Task instructions: Please output exactly the run of lines that starts at the line with "Locate the innermost point of each instance of the bare" and ends at the last line of the records below.

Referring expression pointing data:

..............................

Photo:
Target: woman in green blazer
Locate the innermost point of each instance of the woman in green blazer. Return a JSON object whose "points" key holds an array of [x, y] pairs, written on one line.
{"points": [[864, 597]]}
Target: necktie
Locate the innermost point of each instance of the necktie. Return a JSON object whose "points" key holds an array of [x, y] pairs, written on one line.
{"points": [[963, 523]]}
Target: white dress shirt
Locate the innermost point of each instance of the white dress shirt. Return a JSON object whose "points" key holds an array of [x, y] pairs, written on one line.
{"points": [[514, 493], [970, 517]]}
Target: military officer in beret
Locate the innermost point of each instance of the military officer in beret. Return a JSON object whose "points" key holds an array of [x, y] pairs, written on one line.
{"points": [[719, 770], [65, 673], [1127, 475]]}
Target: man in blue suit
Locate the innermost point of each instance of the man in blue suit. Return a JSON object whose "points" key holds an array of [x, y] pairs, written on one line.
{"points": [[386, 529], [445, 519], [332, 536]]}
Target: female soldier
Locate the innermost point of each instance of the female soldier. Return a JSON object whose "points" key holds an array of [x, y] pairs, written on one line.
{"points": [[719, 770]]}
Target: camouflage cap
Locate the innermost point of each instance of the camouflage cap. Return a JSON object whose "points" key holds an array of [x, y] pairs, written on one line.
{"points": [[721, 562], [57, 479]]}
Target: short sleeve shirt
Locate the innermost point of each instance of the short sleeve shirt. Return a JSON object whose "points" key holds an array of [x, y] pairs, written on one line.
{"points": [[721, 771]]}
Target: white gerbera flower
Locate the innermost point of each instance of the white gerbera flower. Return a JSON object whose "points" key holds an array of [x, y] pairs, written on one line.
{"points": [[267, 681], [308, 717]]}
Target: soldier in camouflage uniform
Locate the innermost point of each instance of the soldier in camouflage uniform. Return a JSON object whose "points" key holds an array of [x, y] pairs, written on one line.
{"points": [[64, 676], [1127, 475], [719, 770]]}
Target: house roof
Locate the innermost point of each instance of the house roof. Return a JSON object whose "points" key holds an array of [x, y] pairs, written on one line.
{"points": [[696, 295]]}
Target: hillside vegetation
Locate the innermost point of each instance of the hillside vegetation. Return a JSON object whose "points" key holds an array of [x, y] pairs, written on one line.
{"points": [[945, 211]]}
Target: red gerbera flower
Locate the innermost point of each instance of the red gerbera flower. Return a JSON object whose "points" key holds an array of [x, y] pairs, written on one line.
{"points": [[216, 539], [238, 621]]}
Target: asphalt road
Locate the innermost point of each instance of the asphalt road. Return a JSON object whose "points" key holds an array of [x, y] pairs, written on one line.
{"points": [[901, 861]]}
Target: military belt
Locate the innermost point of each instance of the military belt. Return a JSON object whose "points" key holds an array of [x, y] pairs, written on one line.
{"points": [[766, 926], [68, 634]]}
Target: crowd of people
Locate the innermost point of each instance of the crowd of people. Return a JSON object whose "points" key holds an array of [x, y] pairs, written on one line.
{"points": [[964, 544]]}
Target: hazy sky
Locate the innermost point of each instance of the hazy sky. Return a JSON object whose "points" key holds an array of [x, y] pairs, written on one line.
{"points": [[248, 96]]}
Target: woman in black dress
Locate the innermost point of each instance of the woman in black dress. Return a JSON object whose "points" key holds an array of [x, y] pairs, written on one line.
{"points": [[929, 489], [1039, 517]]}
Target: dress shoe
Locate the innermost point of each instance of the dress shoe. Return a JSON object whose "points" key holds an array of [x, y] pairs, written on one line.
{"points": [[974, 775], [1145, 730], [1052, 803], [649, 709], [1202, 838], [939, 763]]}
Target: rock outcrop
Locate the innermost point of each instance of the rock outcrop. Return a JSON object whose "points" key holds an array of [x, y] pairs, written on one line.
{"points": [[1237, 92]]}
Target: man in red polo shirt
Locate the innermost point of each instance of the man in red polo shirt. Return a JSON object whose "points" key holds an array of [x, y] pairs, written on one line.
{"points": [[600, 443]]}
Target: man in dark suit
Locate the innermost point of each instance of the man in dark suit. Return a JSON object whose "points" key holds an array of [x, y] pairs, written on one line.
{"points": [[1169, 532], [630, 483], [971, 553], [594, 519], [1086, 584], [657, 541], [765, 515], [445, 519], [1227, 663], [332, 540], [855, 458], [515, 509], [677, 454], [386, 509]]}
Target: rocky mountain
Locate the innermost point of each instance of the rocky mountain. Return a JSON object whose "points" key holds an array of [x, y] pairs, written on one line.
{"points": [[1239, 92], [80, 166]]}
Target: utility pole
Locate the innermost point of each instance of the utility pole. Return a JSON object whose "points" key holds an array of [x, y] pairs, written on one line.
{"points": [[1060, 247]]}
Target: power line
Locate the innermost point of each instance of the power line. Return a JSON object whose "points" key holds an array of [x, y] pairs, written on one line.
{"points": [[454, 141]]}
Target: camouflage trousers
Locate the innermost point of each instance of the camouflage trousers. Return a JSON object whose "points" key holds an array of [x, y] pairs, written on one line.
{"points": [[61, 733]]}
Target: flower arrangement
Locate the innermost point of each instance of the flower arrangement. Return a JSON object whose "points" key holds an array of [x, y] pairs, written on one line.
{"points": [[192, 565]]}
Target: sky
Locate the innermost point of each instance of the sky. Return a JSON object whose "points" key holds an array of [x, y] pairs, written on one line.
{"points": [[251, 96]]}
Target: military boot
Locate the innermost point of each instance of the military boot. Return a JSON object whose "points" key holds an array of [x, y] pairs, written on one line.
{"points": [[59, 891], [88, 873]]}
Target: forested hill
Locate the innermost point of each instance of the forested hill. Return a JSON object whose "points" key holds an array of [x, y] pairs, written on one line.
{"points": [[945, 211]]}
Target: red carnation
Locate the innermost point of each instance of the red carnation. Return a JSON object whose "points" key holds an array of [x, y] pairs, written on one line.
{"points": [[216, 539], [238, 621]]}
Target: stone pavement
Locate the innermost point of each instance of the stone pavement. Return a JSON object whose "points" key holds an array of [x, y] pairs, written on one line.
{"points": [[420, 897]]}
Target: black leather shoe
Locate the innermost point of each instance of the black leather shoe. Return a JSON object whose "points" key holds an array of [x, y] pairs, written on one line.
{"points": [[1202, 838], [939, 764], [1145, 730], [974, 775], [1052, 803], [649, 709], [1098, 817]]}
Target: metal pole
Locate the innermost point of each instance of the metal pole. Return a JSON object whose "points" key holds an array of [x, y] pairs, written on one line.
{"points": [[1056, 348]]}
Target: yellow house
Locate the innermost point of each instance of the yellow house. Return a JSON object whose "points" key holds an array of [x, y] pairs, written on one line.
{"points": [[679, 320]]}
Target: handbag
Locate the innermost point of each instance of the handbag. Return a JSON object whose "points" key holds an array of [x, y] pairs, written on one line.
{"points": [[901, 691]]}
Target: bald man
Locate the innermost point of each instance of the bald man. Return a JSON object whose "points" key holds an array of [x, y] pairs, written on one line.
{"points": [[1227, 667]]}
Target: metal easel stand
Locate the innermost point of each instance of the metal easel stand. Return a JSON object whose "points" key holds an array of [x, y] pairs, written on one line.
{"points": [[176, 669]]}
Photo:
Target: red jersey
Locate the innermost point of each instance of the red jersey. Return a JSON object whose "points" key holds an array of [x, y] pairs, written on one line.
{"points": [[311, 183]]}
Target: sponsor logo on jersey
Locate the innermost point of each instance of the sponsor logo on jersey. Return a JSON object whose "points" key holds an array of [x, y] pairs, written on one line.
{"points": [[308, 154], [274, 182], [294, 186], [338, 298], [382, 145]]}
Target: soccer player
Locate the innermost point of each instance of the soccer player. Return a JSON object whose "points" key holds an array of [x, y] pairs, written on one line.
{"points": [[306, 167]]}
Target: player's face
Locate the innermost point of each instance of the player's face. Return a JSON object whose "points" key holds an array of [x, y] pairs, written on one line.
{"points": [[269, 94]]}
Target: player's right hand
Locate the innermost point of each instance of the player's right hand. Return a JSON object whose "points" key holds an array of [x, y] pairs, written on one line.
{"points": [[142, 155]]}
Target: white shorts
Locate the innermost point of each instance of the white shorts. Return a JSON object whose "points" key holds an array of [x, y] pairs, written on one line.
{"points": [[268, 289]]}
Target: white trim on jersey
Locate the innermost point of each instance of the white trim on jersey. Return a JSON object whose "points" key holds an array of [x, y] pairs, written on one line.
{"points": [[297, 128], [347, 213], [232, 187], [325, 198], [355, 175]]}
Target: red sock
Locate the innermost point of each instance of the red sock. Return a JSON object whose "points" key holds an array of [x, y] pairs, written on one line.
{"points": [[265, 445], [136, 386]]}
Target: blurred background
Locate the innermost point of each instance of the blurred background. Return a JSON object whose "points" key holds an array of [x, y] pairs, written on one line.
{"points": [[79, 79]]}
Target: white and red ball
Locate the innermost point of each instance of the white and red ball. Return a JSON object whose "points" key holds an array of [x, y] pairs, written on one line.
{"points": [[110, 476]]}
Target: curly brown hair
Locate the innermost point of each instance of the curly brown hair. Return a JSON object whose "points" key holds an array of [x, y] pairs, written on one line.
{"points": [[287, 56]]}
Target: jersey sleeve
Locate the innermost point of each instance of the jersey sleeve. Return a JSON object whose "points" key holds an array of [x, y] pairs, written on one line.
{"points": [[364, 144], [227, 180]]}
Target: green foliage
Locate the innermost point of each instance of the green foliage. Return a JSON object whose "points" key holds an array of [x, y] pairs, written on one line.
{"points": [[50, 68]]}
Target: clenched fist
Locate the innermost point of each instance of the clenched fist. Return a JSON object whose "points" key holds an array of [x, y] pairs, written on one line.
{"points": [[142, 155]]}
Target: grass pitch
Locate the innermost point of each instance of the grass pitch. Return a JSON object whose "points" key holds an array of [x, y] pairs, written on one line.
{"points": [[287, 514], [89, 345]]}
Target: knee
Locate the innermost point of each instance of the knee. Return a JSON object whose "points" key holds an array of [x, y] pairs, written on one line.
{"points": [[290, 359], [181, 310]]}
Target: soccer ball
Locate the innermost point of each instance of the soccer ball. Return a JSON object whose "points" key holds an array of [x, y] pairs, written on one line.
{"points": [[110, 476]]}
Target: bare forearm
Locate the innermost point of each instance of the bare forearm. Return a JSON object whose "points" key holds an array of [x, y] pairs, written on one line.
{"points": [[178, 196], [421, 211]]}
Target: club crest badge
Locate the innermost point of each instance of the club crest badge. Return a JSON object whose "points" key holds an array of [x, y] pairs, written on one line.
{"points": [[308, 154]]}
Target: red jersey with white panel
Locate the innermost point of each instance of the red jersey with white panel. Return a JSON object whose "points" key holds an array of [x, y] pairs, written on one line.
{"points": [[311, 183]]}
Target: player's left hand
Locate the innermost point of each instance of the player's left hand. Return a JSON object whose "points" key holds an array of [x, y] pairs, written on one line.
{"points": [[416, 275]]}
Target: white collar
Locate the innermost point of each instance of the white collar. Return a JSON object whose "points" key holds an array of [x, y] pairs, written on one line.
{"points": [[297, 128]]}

..............................

Solution:
Locate the innermost point of each instance of the bare forearm. Return a JSON object whose "points" key holds an array of [x, y] pairs, written on one line.
{"points": [[178, 196], [421, 211]]}
Target: club crest badge
Locate the innermost point of each instance of the club crest badge. Return a JSON object whose "points" key holds an array of [x, y] pairs, written on one line.
{"points": [[308, 154]]}
Target: red jersey with white panel
Locate the innermost point of each instance of the red jersey with white panel. Return a JSON object whose "points" key holds an array of [x, y] pairs, written on one line.
{"points": [[311, 183]]}
Target: player's left hand
Locate the innermost point of each instance of the player's left hand. Return a JSON object whose "points" key holds an array of [x, y] pairs, written on one line.
{"points": [[416, 275]]}
Target: white collar
Locate the innermost point of each instance of the white collar. Return a JSON object whose "points" key holds an array of [x, y] pairs, written on one line.
{"points": [[297, 128]]}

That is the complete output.